[Rows of bounding-box annotation data]
"""

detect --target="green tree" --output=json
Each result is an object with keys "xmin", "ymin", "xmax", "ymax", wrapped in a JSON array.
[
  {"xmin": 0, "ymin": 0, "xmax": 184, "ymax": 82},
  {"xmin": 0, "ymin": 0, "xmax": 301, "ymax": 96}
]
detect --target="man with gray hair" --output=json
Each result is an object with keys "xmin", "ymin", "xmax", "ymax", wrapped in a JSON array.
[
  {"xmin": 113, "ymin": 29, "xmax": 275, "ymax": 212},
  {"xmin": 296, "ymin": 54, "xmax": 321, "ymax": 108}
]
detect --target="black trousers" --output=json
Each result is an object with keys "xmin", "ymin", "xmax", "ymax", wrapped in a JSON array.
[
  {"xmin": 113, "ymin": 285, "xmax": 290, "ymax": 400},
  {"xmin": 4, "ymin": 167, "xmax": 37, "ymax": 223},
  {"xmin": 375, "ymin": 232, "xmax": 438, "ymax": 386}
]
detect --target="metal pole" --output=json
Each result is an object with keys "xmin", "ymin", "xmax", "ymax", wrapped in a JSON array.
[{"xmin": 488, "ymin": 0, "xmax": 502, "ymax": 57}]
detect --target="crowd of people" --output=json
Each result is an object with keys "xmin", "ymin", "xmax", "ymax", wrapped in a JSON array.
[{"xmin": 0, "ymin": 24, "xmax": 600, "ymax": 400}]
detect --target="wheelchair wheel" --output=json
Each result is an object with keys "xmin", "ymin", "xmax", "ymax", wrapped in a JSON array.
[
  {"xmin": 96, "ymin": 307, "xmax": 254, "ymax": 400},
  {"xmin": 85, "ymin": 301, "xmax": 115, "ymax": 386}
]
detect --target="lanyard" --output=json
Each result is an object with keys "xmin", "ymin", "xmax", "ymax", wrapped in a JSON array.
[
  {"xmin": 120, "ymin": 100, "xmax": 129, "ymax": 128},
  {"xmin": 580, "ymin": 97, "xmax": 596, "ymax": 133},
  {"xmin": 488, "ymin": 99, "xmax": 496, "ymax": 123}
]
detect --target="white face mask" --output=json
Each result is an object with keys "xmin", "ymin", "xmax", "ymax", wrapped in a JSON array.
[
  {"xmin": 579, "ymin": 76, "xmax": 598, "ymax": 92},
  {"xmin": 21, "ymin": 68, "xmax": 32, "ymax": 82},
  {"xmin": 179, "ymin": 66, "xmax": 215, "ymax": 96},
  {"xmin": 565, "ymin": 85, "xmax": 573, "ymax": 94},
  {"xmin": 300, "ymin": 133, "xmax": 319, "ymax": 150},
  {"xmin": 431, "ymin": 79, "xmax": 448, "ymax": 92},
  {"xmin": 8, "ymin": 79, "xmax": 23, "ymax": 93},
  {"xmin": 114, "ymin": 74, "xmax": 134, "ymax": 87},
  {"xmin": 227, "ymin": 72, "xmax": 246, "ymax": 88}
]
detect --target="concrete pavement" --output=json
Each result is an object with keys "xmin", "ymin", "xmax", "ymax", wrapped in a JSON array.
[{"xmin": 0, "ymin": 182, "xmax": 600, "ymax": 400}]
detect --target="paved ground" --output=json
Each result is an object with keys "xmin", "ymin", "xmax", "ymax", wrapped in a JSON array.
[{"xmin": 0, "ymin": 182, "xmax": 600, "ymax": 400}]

"""

• **The problem**
Pick out every line of the listing above that contains the string "target", and copy each one in full. Matching is case-sensitive.

• **Expected answer**
detect --target="green tree" --output=json
detect --target="man with gray hair" --output=json
detect --target="black trousers" --output=json
detect --target="metal pole" --output=json
detect --target="crowd of people" --output=json
detect --target="wheelchair wheel" --output=json
detect --target="lanyard" --output=json
detect --target="white face mask" --output=json
detect --target="concrete pavement" --output=json
detect --target="paved ground" --output=json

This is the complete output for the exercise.